Task instructions >> Can you reproduce each of the entries below word for word, keeping their order and wording unchanged?

Material for this task >>
- - - - - - -
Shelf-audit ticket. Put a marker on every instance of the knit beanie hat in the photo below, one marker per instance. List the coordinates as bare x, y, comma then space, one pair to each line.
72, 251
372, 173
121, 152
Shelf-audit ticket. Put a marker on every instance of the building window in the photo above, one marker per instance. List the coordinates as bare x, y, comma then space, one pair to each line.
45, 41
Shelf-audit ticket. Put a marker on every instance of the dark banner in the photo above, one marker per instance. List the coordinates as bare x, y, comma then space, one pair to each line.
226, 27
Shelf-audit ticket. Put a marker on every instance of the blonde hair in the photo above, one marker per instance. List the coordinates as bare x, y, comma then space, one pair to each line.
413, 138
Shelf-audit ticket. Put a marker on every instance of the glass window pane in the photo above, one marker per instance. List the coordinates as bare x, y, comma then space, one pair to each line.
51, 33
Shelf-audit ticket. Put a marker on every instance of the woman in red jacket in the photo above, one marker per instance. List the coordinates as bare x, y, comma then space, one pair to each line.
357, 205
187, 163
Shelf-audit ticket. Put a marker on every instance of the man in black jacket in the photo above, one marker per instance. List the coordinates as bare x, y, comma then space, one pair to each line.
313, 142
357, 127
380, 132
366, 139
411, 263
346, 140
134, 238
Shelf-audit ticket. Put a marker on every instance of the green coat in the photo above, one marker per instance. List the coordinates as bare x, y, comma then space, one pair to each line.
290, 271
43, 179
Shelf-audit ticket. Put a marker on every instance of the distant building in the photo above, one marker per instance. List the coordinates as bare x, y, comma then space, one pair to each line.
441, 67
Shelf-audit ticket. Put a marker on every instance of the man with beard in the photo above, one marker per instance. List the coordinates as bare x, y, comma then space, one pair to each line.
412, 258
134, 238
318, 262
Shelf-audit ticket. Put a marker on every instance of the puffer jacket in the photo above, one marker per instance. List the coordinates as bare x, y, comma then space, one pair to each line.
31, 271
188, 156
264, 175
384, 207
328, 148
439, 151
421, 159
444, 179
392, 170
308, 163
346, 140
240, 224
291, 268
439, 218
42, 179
- - - - - - -
Solution >>
Shelf-audit ticket. Put a marker on every instance of the knit beanie hat in the photo below, one marker per instance. List the coordinates as bare x, y, comma then space, one pair to each line.
72, 251
372, 173
121, 152
Shelf-audit ticket. Put a marker on every instance of the building window in the photo above, one marker per instance. List the coordinates as bare x, y, comma then space, one pair to each line.
45, 41
Shelf-audit ticket. Put a marker on every instance of the dark banner in the photo above, one marker per instance. List the coordinates as bare x, y, comma then space, one pair to each line.
226, 27
Shelf-audit ticket. Put a marker on every instance of the blonde hair in the photo above, one marker per instance. List the coordinates as bare x, y, comma then space, one pair to each line.
413, 138
Shelf-audit ticket. Put a marker on every instance of the glass window pane in the photo above, one marker per instance. List the coordinates as bare x, y, comma then space, one pair to each line.
51, 33
Shelf-audit ticket. Put a marker on every instance of the woman in red jacket in the photo above, one marker per instance. List the coordinates as bare x, y, comma then space, one pair to each line.
357, 205
187, 163
Shelf-audit ticket. Put a marker on every instance of the man in black jacket in the photo above, one marker per instance. List the coordinates as bare x, y, comma then space, one pair to each line.
313, 142
357, 127
380, 132
366, 139
411, 263
346, 140
134, 238
Shelf-audit ticket. Put a marker on every instance of the green coat in the photo above, one marker per instance. List the coordinates as bare x, y, comma then space, one pair to each line.
290, 271
43, 179
Shelf-audit ticket. Put a marker on every instance of the distant building in the photo above, one marker per instance. List the coordinates as bare x, y, comma then space, one pair to each line.
441, 67
Shelf-audit ticket. Put a marker on every instance of the man with beard in the photo above, one marker per instance. List the coordinates as bare x, y, comma then space, one pair to each line.
412, 258
134, 238
318, 262
Shelf-audit ticket. Put a marker on every instance of the puffer jacket in the photo above, one marker per instance. List the coordinates as bare x, y, comma then space, one pair to each line.
31, 271
188, 156
264, 175
384, 207
328, 148
439, 151
421, 159
444, 179
392, 170
308, 163
346, 140
240, 224
291, 268
439, 218
42, 179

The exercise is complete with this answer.